> **The exercise**: Which lines of the material below contain the string "knee", matching case? Return each of them in full.
-- Start of Records provided --
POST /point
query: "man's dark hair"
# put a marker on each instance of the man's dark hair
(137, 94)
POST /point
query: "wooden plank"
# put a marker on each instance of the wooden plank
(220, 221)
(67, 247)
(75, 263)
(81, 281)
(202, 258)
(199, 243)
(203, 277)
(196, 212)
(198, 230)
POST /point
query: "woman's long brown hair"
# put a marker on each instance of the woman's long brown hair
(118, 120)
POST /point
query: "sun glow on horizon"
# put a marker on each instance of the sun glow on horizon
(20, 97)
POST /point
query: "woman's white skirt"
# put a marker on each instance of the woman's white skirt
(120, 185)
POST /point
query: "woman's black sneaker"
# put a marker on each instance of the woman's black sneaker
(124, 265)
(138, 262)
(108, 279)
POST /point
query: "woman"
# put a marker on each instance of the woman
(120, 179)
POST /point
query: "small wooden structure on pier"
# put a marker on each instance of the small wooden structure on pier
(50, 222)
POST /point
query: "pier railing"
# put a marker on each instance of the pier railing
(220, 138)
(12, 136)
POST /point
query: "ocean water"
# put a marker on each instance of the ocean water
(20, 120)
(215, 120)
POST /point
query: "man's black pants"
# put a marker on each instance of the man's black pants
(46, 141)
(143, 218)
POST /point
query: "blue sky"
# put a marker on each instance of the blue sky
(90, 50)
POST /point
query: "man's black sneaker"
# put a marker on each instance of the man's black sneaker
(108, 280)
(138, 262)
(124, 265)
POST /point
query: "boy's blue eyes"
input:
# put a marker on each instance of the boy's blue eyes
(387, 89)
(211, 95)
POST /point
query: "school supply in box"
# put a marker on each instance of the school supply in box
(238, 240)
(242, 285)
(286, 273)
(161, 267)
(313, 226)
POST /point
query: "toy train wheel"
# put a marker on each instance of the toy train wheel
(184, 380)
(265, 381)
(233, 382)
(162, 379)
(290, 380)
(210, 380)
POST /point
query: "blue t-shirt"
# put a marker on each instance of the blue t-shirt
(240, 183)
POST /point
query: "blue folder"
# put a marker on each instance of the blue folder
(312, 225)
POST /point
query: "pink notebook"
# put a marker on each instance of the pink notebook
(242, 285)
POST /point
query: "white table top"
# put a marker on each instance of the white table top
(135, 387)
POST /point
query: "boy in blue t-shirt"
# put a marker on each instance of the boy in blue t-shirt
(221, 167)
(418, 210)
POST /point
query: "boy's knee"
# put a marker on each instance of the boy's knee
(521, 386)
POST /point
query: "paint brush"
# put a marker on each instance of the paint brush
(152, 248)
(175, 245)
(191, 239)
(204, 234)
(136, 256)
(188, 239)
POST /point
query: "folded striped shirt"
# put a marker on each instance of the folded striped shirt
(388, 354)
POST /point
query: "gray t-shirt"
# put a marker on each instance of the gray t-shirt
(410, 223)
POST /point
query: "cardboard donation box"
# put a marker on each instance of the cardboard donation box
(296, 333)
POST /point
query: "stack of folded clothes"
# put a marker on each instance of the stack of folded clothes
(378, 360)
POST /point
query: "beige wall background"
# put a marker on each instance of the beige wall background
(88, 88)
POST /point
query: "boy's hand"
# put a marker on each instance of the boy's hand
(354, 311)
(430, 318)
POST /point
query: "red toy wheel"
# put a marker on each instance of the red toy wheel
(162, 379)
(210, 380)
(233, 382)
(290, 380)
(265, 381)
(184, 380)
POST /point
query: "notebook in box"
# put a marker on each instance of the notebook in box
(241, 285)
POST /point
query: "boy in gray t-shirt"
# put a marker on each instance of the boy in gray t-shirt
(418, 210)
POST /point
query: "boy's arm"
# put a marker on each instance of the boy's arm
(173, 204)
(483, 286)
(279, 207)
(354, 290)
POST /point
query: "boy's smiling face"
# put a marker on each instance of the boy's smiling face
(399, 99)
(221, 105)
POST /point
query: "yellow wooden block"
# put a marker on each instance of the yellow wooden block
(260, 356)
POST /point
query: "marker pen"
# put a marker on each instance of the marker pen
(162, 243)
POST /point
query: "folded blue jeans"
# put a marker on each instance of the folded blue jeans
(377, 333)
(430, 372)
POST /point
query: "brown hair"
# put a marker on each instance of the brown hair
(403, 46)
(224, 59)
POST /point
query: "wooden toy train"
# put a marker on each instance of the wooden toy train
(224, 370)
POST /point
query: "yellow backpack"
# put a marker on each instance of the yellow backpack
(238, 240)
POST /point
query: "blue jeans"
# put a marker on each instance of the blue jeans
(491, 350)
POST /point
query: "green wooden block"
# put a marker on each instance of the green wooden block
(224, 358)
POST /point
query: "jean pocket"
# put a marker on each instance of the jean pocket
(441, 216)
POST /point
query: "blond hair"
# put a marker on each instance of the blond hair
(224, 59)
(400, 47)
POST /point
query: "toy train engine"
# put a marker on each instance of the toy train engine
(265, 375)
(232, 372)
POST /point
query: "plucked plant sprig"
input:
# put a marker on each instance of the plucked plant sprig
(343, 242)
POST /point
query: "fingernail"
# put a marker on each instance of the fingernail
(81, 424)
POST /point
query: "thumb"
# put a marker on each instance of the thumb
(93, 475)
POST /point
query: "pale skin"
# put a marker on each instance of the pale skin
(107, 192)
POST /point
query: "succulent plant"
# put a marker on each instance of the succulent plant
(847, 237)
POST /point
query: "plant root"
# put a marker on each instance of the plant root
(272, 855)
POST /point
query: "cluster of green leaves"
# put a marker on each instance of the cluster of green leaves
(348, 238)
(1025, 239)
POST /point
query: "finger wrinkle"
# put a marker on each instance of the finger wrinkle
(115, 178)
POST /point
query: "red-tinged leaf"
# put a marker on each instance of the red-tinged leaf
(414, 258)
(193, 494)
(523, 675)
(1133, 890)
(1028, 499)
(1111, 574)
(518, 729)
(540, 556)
-- End of Records provided --
> **Written response**:
query: "boy's knee"
# put a marker on each instance of the boy's knee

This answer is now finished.